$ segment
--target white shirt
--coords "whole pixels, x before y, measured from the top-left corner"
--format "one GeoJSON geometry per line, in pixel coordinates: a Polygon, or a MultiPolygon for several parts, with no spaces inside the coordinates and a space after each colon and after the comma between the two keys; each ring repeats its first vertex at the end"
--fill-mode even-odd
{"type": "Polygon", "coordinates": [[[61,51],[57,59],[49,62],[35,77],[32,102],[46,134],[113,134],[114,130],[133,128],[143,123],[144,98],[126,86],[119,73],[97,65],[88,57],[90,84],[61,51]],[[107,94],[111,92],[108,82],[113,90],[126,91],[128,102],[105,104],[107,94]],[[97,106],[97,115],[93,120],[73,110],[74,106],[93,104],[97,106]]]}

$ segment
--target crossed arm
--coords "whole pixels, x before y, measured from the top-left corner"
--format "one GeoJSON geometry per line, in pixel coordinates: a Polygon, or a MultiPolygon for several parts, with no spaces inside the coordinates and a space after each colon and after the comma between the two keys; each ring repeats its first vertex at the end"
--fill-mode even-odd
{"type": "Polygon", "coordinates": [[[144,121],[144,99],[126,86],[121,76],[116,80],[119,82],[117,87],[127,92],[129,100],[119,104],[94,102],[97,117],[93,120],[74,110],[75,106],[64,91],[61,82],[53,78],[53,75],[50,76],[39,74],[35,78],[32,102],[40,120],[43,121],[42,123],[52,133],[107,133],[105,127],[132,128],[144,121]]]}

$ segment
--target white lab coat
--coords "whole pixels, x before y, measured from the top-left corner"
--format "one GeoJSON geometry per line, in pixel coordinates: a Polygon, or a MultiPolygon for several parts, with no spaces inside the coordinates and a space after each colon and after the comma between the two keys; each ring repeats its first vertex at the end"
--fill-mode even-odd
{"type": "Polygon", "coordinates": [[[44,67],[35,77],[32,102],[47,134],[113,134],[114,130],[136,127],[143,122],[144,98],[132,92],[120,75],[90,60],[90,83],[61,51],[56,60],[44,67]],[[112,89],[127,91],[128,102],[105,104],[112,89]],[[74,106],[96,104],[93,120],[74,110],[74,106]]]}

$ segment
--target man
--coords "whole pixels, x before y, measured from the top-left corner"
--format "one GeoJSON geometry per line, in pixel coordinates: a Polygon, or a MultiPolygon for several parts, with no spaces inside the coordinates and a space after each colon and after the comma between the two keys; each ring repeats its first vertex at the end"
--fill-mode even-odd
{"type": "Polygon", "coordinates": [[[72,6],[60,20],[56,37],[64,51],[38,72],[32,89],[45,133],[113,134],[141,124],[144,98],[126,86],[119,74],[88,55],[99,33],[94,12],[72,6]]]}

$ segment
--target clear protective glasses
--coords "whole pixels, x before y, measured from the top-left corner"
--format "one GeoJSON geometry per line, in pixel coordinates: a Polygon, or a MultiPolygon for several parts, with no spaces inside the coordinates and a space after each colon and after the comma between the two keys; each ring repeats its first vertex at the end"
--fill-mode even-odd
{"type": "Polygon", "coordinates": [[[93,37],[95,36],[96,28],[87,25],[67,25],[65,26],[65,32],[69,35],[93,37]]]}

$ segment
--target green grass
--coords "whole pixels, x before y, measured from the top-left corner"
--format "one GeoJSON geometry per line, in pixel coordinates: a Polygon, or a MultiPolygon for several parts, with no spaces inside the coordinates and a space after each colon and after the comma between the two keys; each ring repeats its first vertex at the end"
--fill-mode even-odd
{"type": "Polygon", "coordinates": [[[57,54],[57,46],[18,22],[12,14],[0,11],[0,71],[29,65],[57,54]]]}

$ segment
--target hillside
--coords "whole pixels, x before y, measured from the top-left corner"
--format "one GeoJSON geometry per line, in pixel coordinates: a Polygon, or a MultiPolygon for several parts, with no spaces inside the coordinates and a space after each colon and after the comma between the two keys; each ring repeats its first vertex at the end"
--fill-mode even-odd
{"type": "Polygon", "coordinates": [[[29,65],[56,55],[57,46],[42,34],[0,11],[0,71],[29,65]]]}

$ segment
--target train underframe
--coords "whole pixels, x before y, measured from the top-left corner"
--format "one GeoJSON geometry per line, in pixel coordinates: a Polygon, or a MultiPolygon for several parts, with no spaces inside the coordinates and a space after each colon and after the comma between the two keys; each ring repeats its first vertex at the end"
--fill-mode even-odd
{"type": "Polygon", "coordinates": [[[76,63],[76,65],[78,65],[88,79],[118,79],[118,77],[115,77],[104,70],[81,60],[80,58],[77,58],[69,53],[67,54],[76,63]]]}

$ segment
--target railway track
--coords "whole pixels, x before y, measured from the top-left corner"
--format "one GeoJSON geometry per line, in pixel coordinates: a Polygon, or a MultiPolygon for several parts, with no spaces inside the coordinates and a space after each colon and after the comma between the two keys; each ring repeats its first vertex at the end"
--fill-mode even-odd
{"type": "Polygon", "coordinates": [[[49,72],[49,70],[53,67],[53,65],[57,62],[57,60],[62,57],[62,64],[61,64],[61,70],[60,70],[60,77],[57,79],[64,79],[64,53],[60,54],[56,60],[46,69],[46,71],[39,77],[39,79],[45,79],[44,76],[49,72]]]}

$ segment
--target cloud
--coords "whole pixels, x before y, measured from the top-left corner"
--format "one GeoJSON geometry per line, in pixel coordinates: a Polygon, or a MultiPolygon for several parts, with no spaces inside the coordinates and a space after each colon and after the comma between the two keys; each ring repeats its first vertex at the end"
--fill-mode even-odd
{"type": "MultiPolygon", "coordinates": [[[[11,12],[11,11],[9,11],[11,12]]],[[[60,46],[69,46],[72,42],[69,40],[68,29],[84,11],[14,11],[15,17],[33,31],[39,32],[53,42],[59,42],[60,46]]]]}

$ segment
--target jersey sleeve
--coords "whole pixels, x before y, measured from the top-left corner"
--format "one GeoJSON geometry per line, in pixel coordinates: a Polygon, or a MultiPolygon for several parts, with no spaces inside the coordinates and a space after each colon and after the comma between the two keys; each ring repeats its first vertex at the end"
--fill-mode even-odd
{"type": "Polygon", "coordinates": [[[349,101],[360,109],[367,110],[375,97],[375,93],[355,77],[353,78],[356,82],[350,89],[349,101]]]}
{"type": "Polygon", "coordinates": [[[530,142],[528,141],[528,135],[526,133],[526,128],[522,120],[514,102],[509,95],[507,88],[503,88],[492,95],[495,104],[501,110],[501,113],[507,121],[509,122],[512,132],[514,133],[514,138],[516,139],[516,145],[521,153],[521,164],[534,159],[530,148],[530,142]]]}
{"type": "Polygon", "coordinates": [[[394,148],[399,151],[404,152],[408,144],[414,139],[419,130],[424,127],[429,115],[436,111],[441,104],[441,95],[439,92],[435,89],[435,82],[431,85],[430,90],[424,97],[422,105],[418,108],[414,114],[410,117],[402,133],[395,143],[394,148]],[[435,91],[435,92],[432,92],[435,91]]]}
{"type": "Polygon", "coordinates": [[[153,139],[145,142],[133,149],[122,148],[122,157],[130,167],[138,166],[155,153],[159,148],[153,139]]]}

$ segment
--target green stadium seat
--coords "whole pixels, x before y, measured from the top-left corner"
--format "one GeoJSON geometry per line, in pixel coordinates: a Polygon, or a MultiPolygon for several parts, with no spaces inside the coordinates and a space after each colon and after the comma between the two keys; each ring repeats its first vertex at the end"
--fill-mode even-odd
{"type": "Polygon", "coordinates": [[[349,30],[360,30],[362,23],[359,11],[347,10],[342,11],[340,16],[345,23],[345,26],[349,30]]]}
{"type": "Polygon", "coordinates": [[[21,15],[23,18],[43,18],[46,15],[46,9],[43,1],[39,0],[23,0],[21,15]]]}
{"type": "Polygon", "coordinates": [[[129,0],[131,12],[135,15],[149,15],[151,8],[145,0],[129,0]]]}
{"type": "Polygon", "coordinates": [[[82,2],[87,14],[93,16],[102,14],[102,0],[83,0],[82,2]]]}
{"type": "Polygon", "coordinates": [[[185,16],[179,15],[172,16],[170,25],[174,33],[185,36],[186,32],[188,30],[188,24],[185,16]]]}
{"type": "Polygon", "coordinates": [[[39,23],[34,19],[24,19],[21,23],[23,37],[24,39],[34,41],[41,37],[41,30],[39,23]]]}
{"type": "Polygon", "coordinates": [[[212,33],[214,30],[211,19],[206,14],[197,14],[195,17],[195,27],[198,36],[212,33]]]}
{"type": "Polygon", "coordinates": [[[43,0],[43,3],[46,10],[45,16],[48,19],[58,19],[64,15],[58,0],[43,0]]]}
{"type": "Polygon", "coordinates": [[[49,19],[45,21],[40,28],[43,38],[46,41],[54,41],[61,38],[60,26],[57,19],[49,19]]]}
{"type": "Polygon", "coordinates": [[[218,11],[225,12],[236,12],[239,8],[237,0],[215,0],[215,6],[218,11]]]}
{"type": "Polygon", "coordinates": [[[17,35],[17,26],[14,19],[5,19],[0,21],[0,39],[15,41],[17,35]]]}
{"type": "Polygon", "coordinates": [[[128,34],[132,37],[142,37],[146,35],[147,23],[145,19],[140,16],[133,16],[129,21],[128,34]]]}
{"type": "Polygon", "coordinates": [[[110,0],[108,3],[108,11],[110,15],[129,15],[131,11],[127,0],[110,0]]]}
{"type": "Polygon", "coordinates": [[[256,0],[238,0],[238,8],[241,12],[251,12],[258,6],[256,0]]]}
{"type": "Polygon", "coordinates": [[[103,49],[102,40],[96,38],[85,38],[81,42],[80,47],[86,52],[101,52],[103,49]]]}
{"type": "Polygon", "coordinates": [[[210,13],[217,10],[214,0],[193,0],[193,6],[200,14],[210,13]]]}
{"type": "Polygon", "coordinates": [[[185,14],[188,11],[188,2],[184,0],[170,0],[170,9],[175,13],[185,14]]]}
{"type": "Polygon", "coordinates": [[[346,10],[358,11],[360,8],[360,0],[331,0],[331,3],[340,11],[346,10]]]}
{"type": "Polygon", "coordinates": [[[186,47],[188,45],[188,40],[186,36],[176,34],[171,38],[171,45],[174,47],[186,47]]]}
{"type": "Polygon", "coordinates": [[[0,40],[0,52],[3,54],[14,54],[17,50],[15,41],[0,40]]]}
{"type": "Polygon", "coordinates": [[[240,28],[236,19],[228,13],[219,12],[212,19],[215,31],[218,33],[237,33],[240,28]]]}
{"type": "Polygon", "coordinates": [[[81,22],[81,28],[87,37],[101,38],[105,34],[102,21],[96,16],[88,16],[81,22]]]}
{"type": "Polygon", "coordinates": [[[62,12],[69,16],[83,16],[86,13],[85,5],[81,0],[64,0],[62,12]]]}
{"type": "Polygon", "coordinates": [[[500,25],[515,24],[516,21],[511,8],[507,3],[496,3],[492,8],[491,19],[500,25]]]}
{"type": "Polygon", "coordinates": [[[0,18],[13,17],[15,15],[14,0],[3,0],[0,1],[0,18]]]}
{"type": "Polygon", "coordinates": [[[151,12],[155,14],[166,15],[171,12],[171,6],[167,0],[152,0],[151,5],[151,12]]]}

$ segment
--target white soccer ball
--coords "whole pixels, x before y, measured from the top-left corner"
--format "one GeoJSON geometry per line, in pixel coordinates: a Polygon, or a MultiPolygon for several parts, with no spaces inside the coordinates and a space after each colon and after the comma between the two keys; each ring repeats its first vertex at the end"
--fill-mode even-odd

======

__WHAT YOU SHOULD DO__. From the rows above, copy each line that contains the string "white".

__OUTPUT OF THE TASK__.
--target white shirt
--target white lab coat
--target white soccer ball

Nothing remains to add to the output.